GOAL
Rewrite every item below, swapping "write" for "report" wherever it appears and keeping everything else identical.

## start

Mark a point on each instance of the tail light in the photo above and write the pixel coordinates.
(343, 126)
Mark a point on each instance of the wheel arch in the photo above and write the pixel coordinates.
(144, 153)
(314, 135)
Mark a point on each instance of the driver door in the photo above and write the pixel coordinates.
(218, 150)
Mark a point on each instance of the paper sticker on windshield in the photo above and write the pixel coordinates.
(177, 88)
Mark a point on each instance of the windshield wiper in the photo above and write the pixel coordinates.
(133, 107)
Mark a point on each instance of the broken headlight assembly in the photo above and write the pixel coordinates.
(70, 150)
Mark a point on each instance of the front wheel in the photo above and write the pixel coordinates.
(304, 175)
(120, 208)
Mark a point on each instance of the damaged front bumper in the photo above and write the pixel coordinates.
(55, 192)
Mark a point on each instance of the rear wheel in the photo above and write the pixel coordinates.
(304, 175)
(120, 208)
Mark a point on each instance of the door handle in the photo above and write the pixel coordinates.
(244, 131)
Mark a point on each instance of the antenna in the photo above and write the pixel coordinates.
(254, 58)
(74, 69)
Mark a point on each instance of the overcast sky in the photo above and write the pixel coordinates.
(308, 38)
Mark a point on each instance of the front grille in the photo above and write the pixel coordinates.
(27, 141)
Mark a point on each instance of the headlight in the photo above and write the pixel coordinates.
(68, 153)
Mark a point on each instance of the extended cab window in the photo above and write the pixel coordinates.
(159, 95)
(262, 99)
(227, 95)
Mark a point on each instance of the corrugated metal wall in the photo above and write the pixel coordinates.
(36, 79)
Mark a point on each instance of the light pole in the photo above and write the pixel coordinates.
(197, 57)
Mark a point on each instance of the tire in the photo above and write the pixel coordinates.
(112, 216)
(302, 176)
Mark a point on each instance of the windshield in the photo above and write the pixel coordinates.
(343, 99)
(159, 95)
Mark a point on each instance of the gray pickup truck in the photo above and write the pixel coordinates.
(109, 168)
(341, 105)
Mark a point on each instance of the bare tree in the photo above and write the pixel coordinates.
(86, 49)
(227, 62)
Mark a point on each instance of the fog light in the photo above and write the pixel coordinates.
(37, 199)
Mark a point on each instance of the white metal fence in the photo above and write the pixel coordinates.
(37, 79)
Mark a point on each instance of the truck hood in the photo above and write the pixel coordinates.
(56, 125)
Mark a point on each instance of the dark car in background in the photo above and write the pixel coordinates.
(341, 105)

## end

EXERCISE RESPONSE
Mark a point on each instance of the tail light in the photo above and report the pixel coordinates.
(343, 126)
Mark a point on each instance of the wheel arch in the photo above and report the pixel coordinates.
(144, 153)
(314, 135)
Mark a point on each instance of the driver door in the photo above and report the pixel coordinates.
(218, 150)
Mark a point on each instance of the paper sticker on windshield in the photo above and report the pixel coordinates.
(177, 88)
Mark a point on each instance of the windshield wiper in the photo above and report the pixel coordinates.
(133, 107)
Mark a point on each instance of the broken headlight assembly in the photo above and report the pixel coordinates.
(70, 150)
Mark a point on each instance of the front wheel in the photo above and report the pixel coordinates.
(304, 175)
(120, 208)
Mark a point on each instance of the damaged front bumper in the photo above and report the pixel coordinates.
(55, 192)
Mark a point on each instance of the rear wheel in the photo above and report the pixel coordinates.
(304, 175)
(120, 208)
Mark a point on each instance of the door handle in the photo above and report the pixel coordinates.
(244, 131)
Mark a point on each instance of the antenna in the photo above and report the pixel coordinates.
(254, 58)
(74, 69)
Mark a point on each instance of the overcast sky in the photo above and report the pixel coordinates.
(308, 38)
Mark a point on each instance of the front grille in the photo above and report the pixel coordinates.
(27, 141)
Mark a point on each instance of the headlight in the photo above and report the pixel coordinates.
(68, 153)
Mark a point on each instance of the extended cab window in the photo above and report the pixel coordinates.
(159, 95)
(262, 99)
(227, 95)
Mark a point on each instance of the corrugated metal wall in the photo above and report the pixel coordinates.
(36, 79)
Mark a point on each instance of the light pole in the photo above and report the pixel coordinates.
(197, 57)
Mark a point on each instance of the tire in the photo above and report the pixel coordinates.
(112, 216)
(302, 176)
Mark a point on each instance of the windshield in the photo above and report the pixel coordinates.
(343, 99)
(159, 95)
Mark a point on each instance of the gray pickup truck in the photo above and report the pixel coordinates.
(109, 168)
(341, 105)
Mark a point on each instance of the bare tree in the photo above and report the pixel coordinates.
(86, 49)
(227, 62)
Mark a point on each instance of the fog light in the photo above and report the pixel coordinates.
(37, 199)
Mark a point on each instance of the white metal fence in the photo above and report the pixel coordinates.
(37, 79)
Mark a point on each instance of the truck hood in the photo above and report the pixel coordinates.
(56, 125)
Mark a point on each instance of the dark car in background in the photo above and report the pixel coordinates.
(341, 105)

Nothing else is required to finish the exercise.